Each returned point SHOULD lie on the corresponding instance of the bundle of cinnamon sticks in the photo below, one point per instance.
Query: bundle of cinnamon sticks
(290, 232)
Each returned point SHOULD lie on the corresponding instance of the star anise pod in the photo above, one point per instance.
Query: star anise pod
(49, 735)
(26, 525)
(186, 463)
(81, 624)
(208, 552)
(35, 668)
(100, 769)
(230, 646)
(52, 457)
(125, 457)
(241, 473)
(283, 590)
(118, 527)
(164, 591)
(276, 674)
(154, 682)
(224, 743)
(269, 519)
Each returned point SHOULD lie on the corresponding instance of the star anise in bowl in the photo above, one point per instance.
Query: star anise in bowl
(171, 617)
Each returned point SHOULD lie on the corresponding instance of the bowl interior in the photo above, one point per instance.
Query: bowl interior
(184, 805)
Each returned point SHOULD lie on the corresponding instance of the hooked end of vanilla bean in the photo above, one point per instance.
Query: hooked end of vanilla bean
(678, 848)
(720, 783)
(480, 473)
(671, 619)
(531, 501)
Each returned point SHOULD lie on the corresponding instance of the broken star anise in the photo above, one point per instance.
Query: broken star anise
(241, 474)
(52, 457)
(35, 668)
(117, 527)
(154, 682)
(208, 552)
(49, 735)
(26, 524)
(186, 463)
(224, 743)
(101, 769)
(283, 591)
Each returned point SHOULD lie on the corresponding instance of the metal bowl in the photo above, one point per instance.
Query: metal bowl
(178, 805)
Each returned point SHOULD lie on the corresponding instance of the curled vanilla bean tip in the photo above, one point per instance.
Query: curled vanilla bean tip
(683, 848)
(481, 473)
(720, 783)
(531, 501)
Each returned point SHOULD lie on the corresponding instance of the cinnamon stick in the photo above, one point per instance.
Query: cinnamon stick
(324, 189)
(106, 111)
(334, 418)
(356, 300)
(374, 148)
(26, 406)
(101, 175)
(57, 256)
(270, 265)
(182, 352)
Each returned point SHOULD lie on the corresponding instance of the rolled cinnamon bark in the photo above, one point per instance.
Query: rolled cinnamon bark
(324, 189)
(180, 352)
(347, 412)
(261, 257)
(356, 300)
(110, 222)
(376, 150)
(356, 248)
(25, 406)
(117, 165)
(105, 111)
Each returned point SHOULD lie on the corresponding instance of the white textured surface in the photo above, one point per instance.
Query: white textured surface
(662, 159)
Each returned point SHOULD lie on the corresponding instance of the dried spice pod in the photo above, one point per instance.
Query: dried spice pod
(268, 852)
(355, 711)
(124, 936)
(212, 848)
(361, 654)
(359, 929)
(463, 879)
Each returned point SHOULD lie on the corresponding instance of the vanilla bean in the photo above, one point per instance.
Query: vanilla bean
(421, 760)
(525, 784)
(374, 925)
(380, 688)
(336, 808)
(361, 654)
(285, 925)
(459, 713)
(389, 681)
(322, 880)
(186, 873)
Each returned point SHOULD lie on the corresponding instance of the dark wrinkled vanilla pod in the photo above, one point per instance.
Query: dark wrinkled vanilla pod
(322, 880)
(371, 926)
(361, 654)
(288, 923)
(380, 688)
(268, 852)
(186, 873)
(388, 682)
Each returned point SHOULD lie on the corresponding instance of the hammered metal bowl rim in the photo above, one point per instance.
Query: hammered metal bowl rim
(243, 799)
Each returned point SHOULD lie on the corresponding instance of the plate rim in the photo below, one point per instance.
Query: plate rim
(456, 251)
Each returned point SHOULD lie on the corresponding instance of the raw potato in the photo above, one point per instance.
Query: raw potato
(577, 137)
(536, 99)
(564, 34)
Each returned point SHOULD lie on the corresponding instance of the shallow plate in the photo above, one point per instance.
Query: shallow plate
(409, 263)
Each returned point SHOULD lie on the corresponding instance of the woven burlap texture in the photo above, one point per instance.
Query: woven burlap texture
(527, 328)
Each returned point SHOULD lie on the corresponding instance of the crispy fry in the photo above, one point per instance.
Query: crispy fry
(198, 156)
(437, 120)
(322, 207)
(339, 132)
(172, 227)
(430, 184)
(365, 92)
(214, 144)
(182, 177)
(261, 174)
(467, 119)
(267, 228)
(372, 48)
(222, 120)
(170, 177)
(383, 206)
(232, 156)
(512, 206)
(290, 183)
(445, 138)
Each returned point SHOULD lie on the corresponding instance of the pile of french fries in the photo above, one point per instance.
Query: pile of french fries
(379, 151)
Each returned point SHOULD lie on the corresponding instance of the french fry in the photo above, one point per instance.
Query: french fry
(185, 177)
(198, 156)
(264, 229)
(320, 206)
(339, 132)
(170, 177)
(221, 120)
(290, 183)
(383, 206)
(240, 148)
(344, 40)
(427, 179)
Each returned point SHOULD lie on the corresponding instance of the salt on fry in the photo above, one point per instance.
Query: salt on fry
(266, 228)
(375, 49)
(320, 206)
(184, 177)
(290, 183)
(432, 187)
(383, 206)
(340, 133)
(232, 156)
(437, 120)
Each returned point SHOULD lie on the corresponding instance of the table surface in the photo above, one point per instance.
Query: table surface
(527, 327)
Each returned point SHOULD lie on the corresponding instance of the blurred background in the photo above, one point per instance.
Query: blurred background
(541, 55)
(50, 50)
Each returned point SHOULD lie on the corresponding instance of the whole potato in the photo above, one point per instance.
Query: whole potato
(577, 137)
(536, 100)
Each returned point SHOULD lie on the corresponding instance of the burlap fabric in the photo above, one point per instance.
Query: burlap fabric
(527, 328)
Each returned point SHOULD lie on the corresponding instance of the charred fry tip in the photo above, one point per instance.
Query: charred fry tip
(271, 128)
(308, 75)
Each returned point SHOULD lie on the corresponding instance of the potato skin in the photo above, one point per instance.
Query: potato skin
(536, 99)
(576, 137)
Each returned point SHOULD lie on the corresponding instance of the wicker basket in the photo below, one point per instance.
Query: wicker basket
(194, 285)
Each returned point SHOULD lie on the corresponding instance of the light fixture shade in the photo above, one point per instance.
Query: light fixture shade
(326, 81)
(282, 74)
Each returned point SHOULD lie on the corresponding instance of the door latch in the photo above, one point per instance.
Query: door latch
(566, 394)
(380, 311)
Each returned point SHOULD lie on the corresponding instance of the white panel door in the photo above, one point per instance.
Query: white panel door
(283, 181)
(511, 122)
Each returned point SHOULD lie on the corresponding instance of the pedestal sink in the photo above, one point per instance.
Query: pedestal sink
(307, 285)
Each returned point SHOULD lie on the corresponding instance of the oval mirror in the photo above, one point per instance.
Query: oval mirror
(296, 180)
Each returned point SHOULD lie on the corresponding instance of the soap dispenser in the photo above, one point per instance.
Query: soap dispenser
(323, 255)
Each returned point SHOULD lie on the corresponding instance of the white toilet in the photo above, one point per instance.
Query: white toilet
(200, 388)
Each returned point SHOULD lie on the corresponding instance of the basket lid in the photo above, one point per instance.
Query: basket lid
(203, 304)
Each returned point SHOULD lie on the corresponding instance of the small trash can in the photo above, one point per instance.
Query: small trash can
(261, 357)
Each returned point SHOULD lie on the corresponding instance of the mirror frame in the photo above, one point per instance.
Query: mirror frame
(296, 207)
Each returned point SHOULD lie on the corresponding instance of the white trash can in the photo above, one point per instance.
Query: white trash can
================================
(Exercise instructions):
After reading the data above, print it all again exactly.

(Response below):
Each returned point SHOULD lie on the corresponding instance of the bundle of cinnamon sticks in the photo below, one point per instance.
Query: bundle of cinnamon sticks
(290, 232)
Each returned point SHOULD lie on the corresponding instance of the star anise pod in the photo above, one point per instance.
Query: star anise pod
(49, 735)
(26, 525)
(186, 463)
(81, 624)
(208, 552)
(35, 668)
(100, 769)
(230, 646)
(52, 457)
(125, 457)
(241, 473)
(283, 590)
(118, 527)
(164, 591)
(276, 674)
(154, 682)
(224, 743)
(269, 519)
Each returned point SHOULD lie on the corresponding instance of the star anise in bowl in the photo above, one point per instance.
Query: star anise in bowl
(171, 617)
Each returned point SHOULD lie on the corresponding instance of the bowl interior in the photo above, one point per instance.
Query: bowl interior
(184, 805)
Each returned point SHOULD lie on the corresponding instance of the hooked end of vanilla bean in the photo above, one point per instance.
Query: hooked end of vanilla bean
(678, 848)
(720, 783)
(480, 473)
(671, 619)
(531, 501)
Each returned point SHOULD lie on the corresponding instance of the broken star anise in the photo above, one point per instance.
Query: broken star anise
(241, 474)
(52, 457)
(35, 668)
(117, 527)
(154, 682)
(208, 552)
(49, 735)
(26, 524)
(186, 463)
(224, 743)
(101, 769)
(283, 591)
Each returned point SHOULD lie on the corresponding instance of the metal bowl in the photo above, one point per instance.
Query: metal bowl
(178, 805)
Each returned point SHOULD lie on the corresponding instance of the curled vanilla bean tip in the photo above, one point per instance.
Query: curled vanilla bean tip
(683, 848)
(481, 473)
(720, 783)
(531, 501)
Each returned point SHOULD lie on the corresponding instance of the cinnamon stick in the photo above, one point per instance.
Query: cinnamon stick
(324, 189)
(106, 111)
(334, 418)
(356, 300)
(374, 148)
(26, 406)
(101, 175)
(57, 256)
(270, 265)
(182, 352)
Each returned point SHOULD lie on the corresponding instance of the rolled cinnamon bark in the photo above, one point per instance.
Query: rolled cinnamon bark
(324, 189)
(180, 352)
(347, 412)
(261, 257)
(356, 300)
(110, 222)
(376, 150)
(356, 248)
(25, 406)
(117, 165)
(105, 111)
Each returned point SHOULD lie on the corresponding instance of the white textured surface in the photo above, one point per instance.
Query: white textured surface
(662, 159)
Each returned point SHOULD lie on the corresponding instance of the dried spice pod in the photo above, one point per instance.
Query: dried spice pod
(268, 852)
(355, 711)
(124, 936)
(212, 848)
(361, 654)
(359, 929)
(463, 879)
Each returned point SHOULD lie on the corresponding instance of the vanilla bean in the photo above, one point per instance.
Query: vanilla bean
(421, 760)
(525, 784)
(374, 925)
(380, 688)
(336, 808)
(361, 654)
(285, 925)
(459, 713)
(389, 681)
(322, 880)
(186, 873)
Each returned point SHOULD lie on the corresponding instance of the dark wrinkled vanilla pod in the photo above, one point per instance.
Query: dark wrinkled vanilla pod
(322, 880)
(371, 926)
(361, 654)
(288, 923)
(380, 688)
(268, 852)
(186, 873)
(388, 682)
Each returned point SHOULD lie on the corresponding instance of the hammered metal bowl rim in the photo above, one point per instance.
Query: hammered metal bowl rim
(243, 799)
Each returned point SHOULD lie on the corresponding instance of the plate rim in the photo below, one point per instance.
Query: plate rim
(456, 251)
Each returned point SHOULD lie on the corresponding instance of the raw potato in the photo above, one point per instance.
Query: raw potato
(577, 137)
(536, 99)
(564, 34)
Each returned point SHOULD lie on the corresponding instance of the shallow plate in the photo above, one point per instance.
Query: shallow plate
(409, 263)
Each returned point SHOULD lie on the corresponding instance of the woven burlap texture in the photo above, one point per instance.
Query: woven burlap texture
(527, 328)
Each returned point SHOULD lie on the corresponding instance of the crispy fry in the photo above, one point per instance.
Query: crispy fry
(198, 156)
(437, 120)
(322, 207)
(339, 132)
(172, 227)
(430, 184)
(365, 92)
(214, 144)
(182, 177)
(261, 174)
(467, 119)
(267, 228)
(372, 48)
(222, 120)
(170, 177)
(383, 206)
(232, 156)
(512, 206)
(290, 183)
(445, 138)
Each returned point SHOULD lie on the corresponding instance of the pile of french fries in the photo above, one point per instance.
Query: pile of french fries
(379, 151)
Each returned point SHOULD lie on the corresponding instance of the french fry in the photo above, one point per instance.
Query: french fry
(185, 177)
(198, 156)
(264, 229)
(320, 206)
(339, 132)
(170, 177)
(221, 120)
(290, 183)
(383, 206)
(240, 148)
(344, 40)
(427, 179)
Each returned point SHOULD lie on the corresponding instance of the salt on fry in the photo above, one point per instance.
Query: salt on fry
(266, 228)
(375, 49)
(320, 206)
(184, 177)
(290, 183)
(432, 187)
(383, 206)
(340, 133)
(232, 156)
(437, 120)
Each returned point SHOULD lie on the corresponding instance of the table surface in the photo above, one point per instance.
Query: table surface
(527, 327)
Each returned point SHOULD lie on the corresponding instance of the blurred background in the photo above, one point per instance.
Query: blurred background
(541, 55)
(50, 50)
Each returned point SHOULD lie on the corresponding instance of the whole potato in the photo above, one point per instance.
Query: whole potato
(577, 137)
(536, 100)
Each returned point SHOULD lie on the corresponding instance of the burlap fabric in the photo above, one point per instance.
Query: burlap fabric
(527, 328)
Each returned point SHOULD lie on the corresponding instance of the charred fry tip in the photo above, one point per instance.
Query: charred fry tip
(271, 128)
(308, 75)
Each returned point SHOULD lie on the corresponding instance of the potato skin in the photo above, one point per instance.
Query: potato skin
(536, 99)
(576, 137)
Each returned point SHOULD lie on the corresponding instance of the wicker basket in the photo below, one point per instance.
Query: wicker basket
(194, 285)
Each returned point SHOULD lie on the corresponding instance of the light fixture shade in the photo above, one point per instance.
Query: light fixture shade
(326, 81)
(282, 74)
Each returned point SHOULD lie on the corresponding instance of the door latch in the photo above, one point per instance.
Query: door latch
(566, 394)
(380, 311)
Each returned point SHOULD lie on the corresponding instance of the white panel door in the photo above, one point per instance.
Query: white panel door
(283, 181)
(511, 122)
Each returned point SHOULD lie on the corresponding instance of the pedestal sink in the photo above, one point per instance.
Query: pedestal sink
(307, 285)
Each returned point SHOULD lie on the corresponding instance of the oval mirror in the photo above, one point per instance.
Query: oval mirror
(296, 180)
Each returned point SHOULD lie on the corresponding instance of the soap dispenser in the photo above, one point per instance.
Query: soap dispenser
(323, 255)
Each returned point SHOULD lie on the corresponding instance of the white toilet in the photo above, one point per instance.
Query: white toilet
(200, 388)
Each returned point SHOULD lie on the corresponding instance of the basket lid in the photo above, one point per instance.
Query: basket lid
(203, 304)
Each returned point SHOULD lie on the corresponding instance of the small trash can in the photo above, one point per instance.
Query: small trash can
(261, 357)
Each returned point SHOULD lie on the corresponding instance of the mirror frame in the photo above, one point per instance.
Query: mirror frame
(296, 207)
Each returned point SHOULD lie on the corresponding instance of the white trash can in the photo above, one point per instance.
Query: white trash can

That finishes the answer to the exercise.